● **Brief**
Pick out every line of the data below that contains the word "jacket" and copy each such line in full.

● **Data to process**
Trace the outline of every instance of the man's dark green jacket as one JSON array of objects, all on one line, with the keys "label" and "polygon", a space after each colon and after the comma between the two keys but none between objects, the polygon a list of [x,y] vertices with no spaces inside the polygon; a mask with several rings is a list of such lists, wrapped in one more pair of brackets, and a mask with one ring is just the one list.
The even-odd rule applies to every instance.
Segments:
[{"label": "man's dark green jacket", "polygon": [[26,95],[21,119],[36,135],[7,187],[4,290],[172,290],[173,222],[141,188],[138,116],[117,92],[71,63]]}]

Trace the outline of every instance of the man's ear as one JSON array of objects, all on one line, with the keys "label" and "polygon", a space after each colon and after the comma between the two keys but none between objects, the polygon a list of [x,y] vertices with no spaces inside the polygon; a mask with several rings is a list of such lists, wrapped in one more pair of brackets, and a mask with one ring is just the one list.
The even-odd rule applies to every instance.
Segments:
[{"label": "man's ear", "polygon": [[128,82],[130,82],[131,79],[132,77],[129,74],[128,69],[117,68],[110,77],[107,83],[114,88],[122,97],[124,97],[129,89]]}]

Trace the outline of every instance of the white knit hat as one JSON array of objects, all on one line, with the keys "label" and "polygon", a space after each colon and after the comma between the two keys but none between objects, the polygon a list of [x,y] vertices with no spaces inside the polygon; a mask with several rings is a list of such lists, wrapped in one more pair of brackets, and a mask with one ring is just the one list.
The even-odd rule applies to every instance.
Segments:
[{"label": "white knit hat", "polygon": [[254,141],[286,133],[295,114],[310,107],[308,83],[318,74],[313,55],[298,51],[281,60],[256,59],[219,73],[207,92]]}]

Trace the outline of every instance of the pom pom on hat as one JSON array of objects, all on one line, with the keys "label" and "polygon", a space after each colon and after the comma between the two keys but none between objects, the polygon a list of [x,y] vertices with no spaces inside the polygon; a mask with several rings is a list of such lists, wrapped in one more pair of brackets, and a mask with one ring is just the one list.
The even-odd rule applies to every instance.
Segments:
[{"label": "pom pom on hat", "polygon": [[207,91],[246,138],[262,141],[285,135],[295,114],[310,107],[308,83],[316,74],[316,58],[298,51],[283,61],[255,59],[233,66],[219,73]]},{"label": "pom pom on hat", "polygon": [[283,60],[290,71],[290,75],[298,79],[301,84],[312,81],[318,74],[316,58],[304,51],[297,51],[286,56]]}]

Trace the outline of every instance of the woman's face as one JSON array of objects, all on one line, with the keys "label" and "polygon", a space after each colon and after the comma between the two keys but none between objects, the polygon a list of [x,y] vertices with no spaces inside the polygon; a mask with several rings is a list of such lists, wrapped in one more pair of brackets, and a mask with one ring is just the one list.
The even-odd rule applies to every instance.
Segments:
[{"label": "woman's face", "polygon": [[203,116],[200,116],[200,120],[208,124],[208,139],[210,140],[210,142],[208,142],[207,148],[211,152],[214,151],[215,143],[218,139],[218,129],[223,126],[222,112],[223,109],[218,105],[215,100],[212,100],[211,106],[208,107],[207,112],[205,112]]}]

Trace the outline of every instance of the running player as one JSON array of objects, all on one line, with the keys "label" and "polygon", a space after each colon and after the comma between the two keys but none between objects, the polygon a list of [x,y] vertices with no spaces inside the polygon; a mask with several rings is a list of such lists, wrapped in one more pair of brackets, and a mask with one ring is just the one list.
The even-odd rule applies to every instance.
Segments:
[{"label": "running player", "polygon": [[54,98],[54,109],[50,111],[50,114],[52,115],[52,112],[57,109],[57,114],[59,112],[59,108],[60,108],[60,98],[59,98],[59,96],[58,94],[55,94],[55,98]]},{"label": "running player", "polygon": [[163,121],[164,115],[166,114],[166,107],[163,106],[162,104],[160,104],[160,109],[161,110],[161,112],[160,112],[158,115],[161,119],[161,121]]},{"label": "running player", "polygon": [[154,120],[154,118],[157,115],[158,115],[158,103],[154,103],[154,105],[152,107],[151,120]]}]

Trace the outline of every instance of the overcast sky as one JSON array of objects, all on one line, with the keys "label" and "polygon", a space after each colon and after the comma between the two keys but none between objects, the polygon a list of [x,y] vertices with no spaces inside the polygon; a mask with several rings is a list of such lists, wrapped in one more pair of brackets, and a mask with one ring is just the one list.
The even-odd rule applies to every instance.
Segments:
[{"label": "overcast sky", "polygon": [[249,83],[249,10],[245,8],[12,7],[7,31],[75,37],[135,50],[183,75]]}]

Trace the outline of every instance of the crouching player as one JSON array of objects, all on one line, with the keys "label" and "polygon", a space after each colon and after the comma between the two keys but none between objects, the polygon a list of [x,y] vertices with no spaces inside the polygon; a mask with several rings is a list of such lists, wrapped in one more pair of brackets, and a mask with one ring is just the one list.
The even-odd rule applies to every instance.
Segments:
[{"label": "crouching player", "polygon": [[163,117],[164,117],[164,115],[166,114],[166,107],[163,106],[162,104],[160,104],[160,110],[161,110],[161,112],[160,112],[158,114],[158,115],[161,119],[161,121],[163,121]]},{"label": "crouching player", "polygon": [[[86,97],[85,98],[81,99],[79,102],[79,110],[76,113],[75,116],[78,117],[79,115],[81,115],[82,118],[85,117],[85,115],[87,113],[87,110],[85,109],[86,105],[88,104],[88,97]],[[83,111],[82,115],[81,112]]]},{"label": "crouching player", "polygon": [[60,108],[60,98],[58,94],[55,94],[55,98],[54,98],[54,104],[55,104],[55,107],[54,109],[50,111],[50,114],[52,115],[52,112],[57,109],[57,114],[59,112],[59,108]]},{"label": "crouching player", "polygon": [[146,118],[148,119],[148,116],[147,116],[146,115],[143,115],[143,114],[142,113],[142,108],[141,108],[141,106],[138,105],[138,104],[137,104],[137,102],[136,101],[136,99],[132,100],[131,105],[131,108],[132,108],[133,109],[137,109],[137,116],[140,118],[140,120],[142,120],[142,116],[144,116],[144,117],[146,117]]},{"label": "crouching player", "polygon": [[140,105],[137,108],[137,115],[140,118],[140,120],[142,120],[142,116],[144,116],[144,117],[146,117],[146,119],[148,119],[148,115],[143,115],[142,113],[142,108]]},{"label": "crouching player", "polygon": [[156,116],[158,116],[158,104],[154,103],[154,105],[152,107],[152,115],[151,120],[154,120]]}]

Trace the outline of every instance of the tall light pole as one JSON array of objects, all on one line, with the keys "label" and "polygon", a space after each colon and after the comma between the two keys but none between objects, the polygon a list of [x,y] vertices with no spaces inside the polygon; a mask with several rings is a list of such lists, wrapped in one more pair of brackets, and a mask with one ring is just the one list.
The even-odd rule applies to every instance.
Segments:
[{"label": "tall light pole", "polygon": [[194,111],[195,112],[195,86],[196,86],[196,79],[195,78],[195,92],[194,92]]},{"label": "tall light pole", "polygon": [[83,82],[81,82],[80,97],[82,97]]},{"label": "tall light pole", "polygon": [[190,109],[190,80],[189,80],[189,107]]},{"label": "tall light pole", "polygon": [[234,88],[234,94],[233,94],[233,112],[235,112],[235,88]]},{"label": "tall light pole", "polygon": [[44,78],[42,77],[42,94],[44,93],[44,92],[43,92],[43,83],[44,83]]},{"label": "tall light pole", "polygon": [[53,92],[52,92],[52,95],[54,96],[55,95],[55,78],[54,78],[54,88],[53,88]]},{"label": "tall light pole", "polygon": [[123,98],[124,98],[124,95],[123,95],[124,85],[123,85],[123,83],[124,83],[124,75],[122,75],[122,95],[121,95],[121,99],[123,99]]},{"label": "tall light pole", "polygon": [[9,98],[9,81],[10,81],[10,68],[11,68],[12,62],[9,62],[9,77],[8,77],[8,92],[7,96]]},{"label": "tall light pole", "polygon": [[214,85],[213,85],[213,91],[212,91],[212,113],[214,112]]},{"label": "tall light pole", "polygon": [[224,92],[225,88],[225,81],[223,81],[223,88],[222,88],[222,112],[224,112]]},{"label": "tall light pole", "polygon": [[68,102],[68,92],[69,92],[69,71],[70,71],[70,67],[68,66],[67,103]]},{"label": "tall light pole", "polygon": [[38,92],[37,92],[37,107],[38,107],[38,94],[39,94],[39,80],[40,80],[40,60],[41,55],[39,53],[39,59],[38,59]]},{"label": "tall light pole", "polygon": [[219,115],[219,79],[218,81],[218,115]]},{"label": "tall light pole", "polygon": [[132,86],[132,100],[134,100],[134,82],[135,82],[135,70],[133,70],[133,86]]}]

● **Response**
Trace the outline of every instance of the man's dark green jacket as one JSON array of objects, all on one line, with the keys "label" and "polygon", a space after each colon and after the comma between the two keys but none between objects, the polygon a list of [x,y] vertices with no spaces inside the polygon; a mask with several rings is a list of such lists, wrapped in one more pair of brackets, and a mask with one ring is just the one list.
[{"label": "man's dark green jacket", "polygon": [[26,95],[21,119],[36,135],[7,187],[4,290],[172,290],[173,222],[141,188],[138,116],[117,92],[71,63]]}]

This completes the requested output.